# Task instructions
All of the material below is to be returned exactly.

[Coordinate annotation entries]
▼
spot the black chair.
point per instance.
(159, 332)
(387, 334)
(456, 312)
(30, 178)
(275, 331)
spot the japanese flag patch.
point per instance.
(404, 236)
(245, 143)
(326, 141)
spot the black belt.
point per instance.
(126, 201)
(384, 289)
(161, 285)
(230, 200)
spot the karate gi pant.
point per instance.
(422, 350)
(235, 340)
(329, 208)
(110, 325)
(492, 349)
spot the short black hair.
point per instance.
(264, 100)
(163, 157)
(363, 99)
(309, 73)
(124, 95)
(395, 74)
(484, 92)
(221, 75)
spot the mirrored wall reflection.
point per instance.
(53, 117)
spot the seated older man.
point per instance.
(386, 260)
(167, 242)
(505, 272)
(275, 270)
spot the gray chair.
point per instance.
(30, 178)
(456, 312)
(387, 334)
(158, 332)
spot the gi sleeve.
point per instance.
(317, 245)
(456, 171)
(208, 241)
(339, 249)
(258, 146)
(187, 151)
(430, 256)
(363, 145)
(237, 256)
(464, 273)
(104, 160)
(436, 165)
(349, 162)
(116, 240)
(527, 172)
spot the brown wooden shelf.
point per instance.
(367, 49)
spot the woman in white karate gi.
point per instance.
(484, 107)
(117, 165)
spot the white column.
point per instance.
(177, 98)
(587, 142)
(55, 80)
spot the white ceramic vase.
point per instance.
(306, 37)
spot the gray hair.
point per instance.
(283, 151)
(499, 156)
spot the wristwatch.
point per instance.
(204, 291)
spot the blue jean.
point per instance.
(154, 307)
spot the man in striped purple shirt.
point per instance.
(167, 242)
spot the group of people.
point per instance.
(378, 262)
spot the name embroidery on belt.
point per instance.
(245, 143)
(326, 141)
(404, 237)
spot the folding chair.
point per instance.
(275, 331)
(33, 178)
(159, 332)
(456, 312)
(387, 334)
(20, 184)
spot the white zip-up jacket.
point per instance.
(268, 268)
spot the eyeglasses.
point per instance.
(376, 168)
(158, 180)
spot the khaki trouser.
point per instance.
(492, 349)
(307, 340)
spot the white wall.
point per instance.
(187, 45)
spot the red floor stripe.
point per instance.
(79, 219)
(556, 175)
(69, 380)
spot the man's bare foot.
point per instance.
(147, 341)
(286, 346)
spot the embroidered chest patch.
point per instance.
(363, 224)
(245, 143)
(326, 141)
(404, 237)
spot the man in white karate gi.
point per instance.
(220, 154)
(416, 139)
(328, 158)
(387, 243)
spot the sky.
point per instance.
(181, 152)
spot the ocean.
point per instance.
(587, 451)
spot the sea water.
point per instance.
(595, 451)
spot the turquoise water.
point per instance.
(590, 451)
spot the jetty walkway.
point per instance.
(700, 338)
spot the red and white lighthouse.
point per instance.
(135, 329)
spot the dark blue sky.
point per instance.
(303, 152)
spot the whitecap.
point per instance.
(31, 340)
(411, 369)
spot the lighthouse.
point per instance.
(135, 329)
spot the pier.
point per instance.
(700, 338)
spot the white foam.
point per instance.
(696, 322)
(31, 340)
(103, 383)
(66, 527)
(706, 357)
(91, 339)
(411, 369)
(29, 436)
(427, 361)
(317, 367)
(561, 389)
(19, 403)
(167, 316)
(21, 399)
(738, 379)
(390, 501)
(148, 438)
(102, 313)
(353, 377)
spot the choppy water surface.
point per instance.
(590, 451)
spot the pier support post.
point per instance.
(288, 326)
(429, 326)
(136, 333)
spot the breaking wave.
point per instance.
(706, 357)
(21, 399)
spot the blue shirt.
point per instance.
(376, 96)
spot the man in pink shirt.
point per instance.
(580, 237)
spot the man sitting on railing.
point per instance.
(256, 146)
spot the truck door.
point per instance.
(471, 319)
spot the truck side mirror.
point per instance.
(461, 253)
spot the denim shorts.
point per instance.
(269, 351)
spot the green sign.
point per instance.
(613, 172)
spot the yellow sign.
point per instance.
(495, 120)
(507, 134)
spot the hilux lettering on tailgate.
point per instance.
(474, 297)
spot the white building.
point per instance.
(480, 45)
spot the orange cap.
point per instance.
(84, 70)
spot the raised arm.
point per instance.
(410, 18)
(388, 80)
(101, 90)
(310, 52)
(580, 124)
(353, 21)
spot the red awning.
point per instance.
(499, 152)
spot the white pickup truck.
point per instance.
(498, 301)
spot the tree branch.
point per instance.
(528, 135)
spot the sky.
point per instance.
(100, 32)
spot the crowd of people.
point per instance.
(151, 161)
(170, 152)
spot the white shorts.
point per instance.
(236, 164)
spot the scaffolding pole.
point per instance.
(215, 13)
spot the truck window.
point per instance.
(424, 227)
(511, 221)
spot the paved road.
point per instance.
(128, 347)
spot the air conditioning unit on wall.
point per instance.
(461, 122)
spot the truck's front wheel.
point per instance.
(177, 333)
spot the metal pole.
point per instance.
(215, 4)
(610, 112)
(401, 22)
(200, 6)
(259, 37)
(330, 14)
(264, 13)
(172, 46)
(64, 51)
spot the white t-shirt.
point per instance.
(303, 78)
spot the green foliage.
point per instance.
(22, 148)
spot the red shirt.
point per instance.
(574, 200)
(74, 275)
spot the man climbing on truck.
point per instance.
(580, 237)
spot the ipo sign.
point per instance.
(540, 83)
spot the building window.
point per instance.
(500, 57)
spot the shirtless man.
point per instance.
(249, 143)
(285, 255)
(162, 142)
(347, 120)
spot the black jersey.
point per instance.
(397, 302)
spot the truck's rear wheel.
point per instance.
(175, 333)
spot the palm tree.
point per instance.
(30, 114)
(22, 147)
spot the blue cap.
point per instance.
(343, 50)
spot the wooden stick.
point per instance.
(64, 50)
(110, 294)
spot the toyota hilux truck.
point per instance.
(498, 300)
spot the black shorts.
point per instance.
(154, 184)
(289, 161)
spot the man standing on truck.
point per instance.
▲
# Answer to this problem
spot the black chair.
point per instance.
(159, 332)
(387, 334)
(456, 312)
(30, 178)
(275, 331)
spot the japanese flag patch.
point per instance.
(404, 236)
(245, 143)
(326, 141)
spot the black belt.
point per instance.
(126, 201)
(384, 289)
(161, 285)
(230, 200)
spot the karate gi pant.
point per instance.
(422, 350)
(235, 340)
(329, 208)
(110, 325)
(492, 349)
spot the short black hair.
point per instance.
(264, 100)
(163, 157)
(363, 99)
(309, 73)
(124, 95)
(395, 74)
(484, 92)
(221, 75)
spot the mirrored wall reflection.
point per instance.
(53, 117)
spot the seated older man.
point per instance.
(386, 260)
(167, 242)
(505, 272)
(275, 270)
spot the gray chair.
point per instance.
(30, 178)
(456, 312)
(387, 334)
(158, 332)
spot the gi sleeve.
point per instance.
(317, 245)
(456, 171)
(208, 241)
(339, 249)
(258, 146)
(187, 151)
(430, 256)
(363, 145)
(237, 256)
(464, 273)
(104, 160)
(436, 165)
(349, 162)
(116, 240)
(527, 172)
spot the brown wooden shelf.
point per instance.
(367, 49)
spot the woman in white karate gi.
point per instance.
(484, 107)
(117, 165)
spot the white column.
point per instance.
(177, 98)
(587, 142)
(55, 80)
spot the white ceramic vase.
point per instance.
(306, 37)
spot the gray hair.
point per instance.
(283, 151)
(499, 156)
spot the wristwatch.
point per instance.
(204, 291)
spot the blue jean.
point per instance.
(154, 307)
spot the man in striped purple shirt.
point per instance.
(167, 242)
spot the group of people.
point per instance.
(378, 262)
spot the name embroidery on belt.
point per instance.
(245, 143)
(326, 141)
(404, 237)
spot the folding chair.
point per instance.
(275, 331)
(33, 178)
(159, 332)
(456, 312)
(387, 334)
(20, 184)
spot the white zip-up jacket.
point per instance.
(268, 268)
spot the eyeglasses.
point per instance.
(376, 168)
(158, 180)
spot the khaki trouser.
point per instance.
(492, 349)
(307, 340)
spot the white wall.
point per instance.
(187, 45)
spot the red floor stripe.
point per instance.
(79, 219)
(556, 175)
(69, 380)
spot the man's bare foot.
point per instance.
(147, 341)
(286, 346)
spot the embroidered chest patch.
point per instance.
(363, 224)
(245, 143)
(326, 141)
(404, 237)
spot the man in white karate gi.
point per instance.
(220, 154)
(416, 139)
(328, 158)
(387, 243)
spot the sky.
point per instance.
(181, 152)
spot the ocean.
point per instance.
(587, 451)
spot the sea water.
point per instance.
(595, 451)
spot the turquoise water.
point per instance.
(590, 451)
spot the jetty walkway.
point per instance.
(700, 338)
spot the red and white lighthouse.
point per instance.
(135, 329)
spot the dark blue sky.
point per instance.
(303, 152)
spot the whitecap.
point per instance.
(31, 340)
(411, 369)
spot the lighthouse.
point per instance.
(135, 329)
spot the pier.
point per instance.
(700, 338)
spot the white foam.
point per instance.
(696, 322)
(31, 340)
(103, 383)
(66, 527)
(706, 357)
(91, 339)
(411, 369)
(29, 436)
(427, 361)
(317, 367)
(561, 389)
(19, 403)
(167, 316)
(21, 399)
(738, 379)
(390, 501)
(148, 438)
(102, 313)
(353, 377)
spot the choppy water surface.
point per instance.
(590, 451)
spot the pier support post.
point per instance.
(288, 326)
(429, 326)
(136, 333)
spot the breaking wave.
point per instance.
(706, 357)
(21, 399)
spot the blue shirt.
point per instance.
(376, 96)
spot the man in pink shirt.
point per instance.
(580, 237)
spot the man sitting on railing.
point per instance.
(256, 146)
spot the truck door.
point per instance.
(471, 319)
spot the truck side mirror.
point per instance.
(461, 253)
spot the denim shorts.
point per instance.
(269, 351)
spot the green sign.
point per instance.
(613, 172)
spot the yellow sign.
point per instance.
(495, 120)
(507, 134)
spot the hilux lettering on tailgate.
point per instance.
(474, 297)
spot the white building.
point per instance.
(480, 45)
spot the orange cap.
point per instance.
(84, 70)
spot the raised arm.
point per instance.
(410, 18)
(388, 80)
(101, 90)
(310, 52)
(580, 124)
(353, 21)
spot the red awning.
point per instance.
(499, 152)
spot the white pickup truck.
point per instance.
(498, 301)
spot the tree branch.
point per instance.
(528, 135)
spot the sky.
point per instance.
(100, 32)
spot the crowd of people.
point per instance.
(151, 161)
(170, 152)
spot the white shorts.
point per instance.
(236, 164)
spot the scaffolding pole.
point per instance.
(215, 13)
spot the truck window.
point per instance.
(424, 227)
(511, 221)
spot the paved road.
point per instance.
(128, 347)
spot the air conditioning unit on wall.
point per instance.
(461, 122)
spot the truck's front wheel.
point per instance.
(177, 333)
spot the metal pole.
point per instance.
(215, 4)
(610, 112)
(401, 22)
(200, 6)
(259, 37)
(330, 14)
(264, 13)
(172, 46)
(64, 51)
spot the white t-shirt.
point per instance.
(303, 78)
spot the green foliage.
point per instance.
(22, 148)
spot the red shirt.
point per instance.
(574, 200)
(74, 275)
spot the man climbing on truck.
point per instance.
(580, 237)
spot the ipo sign.
point per instance.
(540, 83)
spot the building window.
point per instance.
(500, 57)
spot the shirtless man.
point per instance.
(249, 143)
(285, 255)
(162, 142)
(347, 120)
spot the black jersey.
point per instance.
(397, 302)
spot the truck's rear wheel.
point per instance.
(175, 333)
spot the palm tree.
point per instance.
(30, 114)
(22, 147)
spot the blue cap.
point per instance.
(343, 50)
spot the wooden stick.
point per instance.
(64, 50)
(110, 294)
spot the toyota hilux truck.
point per instance.
(498, 300)
spot the black shorts.
point per instance.
(154, 184)
(289, 161)
spot the man standing on truck.
point per instance.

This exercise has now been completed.